Supplied data Start Marker
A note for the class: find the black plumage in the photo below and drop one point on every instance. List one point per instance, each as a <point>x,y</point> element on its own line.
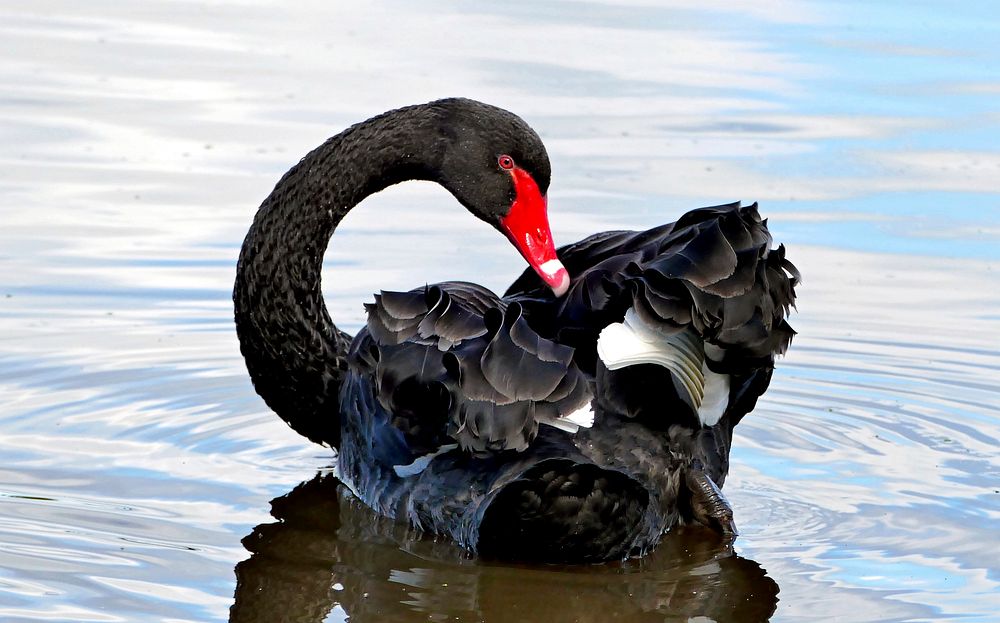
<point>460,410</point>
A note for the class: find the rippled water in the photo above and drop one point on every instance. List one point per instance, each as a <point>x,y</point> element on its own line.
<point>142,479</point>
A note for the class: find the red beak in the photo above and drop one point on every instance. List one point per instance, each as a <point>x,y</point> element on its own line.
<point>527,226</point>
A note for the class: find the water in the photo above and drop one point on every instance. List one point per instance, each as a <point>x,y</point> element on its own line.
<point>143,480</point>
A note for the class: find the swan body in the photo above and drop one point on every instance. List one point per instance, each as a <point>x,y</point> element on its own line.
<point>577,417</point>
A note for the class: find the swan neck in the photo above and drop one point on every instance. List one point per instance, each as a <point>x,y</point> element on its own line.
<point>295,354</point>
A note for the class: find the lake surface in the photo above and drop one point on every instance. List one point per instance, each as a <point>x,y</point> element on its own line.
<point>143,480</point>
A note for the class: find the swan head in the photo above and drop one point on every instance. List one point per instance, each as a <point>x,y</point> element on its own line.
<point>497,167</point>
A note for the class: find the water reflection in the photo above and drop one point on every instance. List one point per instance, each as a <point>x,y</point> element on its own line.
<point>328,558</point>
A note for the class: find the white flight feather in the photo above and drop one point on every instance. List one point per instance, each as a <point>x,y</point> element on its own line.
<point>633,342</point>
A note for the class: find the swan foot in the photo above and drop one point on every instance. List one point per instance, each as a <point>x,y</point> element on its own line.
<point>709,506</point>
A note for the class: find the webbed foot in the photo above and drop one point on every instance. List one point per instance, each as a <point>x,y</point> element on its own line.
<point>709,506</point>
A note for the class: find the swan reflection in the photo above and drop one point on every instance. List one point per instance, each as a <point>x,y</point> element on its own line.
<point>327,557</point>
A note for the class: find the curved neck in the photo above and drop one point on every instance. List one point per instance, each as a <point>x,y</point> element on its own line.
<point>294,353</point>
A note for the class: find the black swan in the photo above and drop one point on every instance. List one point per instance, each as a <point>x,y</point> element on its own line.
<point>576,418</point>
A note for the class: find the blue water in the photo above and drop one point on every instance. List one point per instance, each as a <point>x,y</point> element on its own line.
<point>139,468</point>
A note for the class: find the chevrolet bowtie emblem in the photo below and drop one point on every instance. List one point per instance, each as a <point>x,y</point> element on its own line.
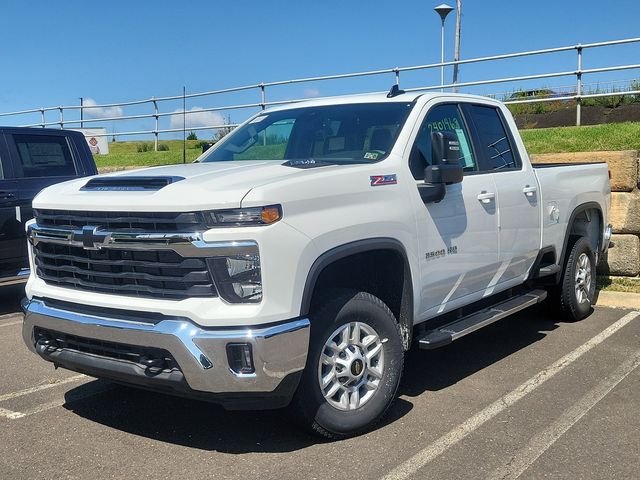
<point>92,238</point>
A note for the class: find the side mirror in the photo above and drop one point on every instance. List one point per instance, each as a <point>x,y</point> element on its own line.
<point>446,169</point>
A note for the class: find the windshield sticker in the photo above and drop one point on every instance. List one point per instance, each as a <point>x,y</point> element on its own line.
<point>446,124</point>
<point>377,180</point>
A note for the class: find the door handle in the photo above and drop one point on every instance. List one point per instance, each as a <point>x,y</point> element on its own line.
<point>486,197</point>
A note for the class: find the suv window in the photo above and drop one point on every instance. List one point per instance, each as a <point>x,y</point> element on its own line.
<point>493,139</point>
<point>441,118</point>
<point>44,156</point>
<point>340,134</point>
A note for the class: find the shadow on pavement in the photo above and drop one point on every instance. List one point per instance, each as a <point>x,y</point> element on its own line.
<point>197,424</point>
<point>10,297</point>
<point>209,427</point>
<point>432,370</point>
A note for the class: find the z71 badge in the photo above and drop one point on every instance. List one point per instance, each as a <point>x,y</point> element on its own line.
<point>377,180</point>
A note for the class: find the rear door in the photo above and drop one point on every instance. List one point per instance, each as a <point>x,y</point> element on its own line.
Supplied data End Marker
# Aim of the exercise
When you return the records, keep every word unchanged and drop the pictures.

# Your solution
A note for the class: find the black plumage in the photo below and drop one point on every instance. List one point per instance, each as a <point>x,y</point> element on its own line.
<point>460,410</point>
A note for the class: find the rippled water in the photo above and drop one point on every instance. List one point per instance, each as a <point>x,y</point> element on its own line.
<point>142,479</point>
A note for the class: find the red beak in the photo above and drop one point on every instance. List one point per instance, each as a <point>x,y</point> element on its own line.
<point>527,226</point>
A note for the class: find the water in the photo above and drop one point on every instance. List one point per instance, each as a <point>x,y</point> element on its own line.
<point>143,480</point>
A note for the class: find the swan body in the photo above and drop one point on every instance. List one point per instance, each as a <point>x,y</point> element on its own line.
<point>577,417</point>
A note for the class: find the swan neck in the photo above and drop one point on every instance. List one point per instance, each as a <point>x,y</point> element on its own line.
<point>295,354</point>
A note for the class: find the lake surface in the photo above and drop one point on every instance. List one point per instance, each as a <point>x,y</point> element on its own line.
<point>143,480</point>
A note for the class: find the swan head in the photo above and drop one point on every instance. List one point per instance, each as a <point>x,y</point> element on its own line.
<point>497,167</point>
A note for the class: find the water reflection in the photo above and drop one point on every instance. List one point per instance, each as a <point>x,y</point> element on its own line.
<point>328,558</point>
A note for the class: find the white flight feather in the photo above and drop one point on every instance. List one point per instance, each as a <point>x,y</point> element on its own line.
<point>633,342</point>
A note for the class: find the swan foot in the photo above and drop one point on every instance. List one point per instance, each as a <point>x,y</point> element on its own line.
<point>709,506</point>
A note for the class: find the webbed foot in the photo above and drop one point on every instance. List one point per instance, each as a <point>x,y</point> element on its own line.
<point>709,506</point>
A note for the class: find the swan reflection in the photo above and drop one point on every instance. List one point per instance, each as a <point>x,y</point> element on its own line.
<point>327,557</point>
A note for the class: find the curved neck in the photo above and drop one point on every instance. List one point per instance, each as a <point>x,y</point> element on its own line.
<point>294,353</point>
A note for the class: find the black swan in the photo above and drop one point on every instance. List one point per instance, each as a <point>x,y</point> element on its own line.
<point>576,418</point>
A note for the class: find the blue water in the photo above and drop one point on every instance. List one point per instance, each as a <point>x,y</point> element on its own line.
<point>139,468</point>
A note for the class: find the chevrolet bowtie emblem in the photo below and drop one point on every instance. List one point per instance, each as a <point>x,y</point> element on its own line.
<point>92,238</point>
A note for the class: find the side mirror in the photo above and drop one point on every instance. List one point per instance, each as a <point>x,y</point> element on its own line.
<point>446,169</point>
A note for the class: find the windshield sticker in the photo above and drop one point on every instance. List one point per instance, each as a <point>x,y</point> element on its own line.
<point>446,124</point>
<point>377,180</point>
A note for the class: find the door handle in the photo above and drop one point on every instance. List one point per instance, each as a <point>x,y</point> element on its own line.
<point>486,197</point>
A note for the class: find the suv window in the photo above and drop one point on every instance. List one point per instance, each as a <point>x,y</point> element on its own line.
<point>493,139</point>
<point>441,118</point>
<point>44,156</point>
<point>340,134</point>
A note for the class: find the shadow on pavement in the photo above and drop one point on every instance. List one point per instance, each as a <point>x,y</point> element on its own line.
<point>197,424</point>
<point>10,297</point>
<point>209,427</point>
<point>432,370</point>
A note for the class: find the z71 badge in the photo above and drop one point on every instance. List one point per instance, each as a <point>x,y</point> element on its own line.
<point>377,180</point>
A note for the class: find the rear door in the photo above and drop one point on every instance. List one point per instance, each as a <point>x,y</point> element on its own line.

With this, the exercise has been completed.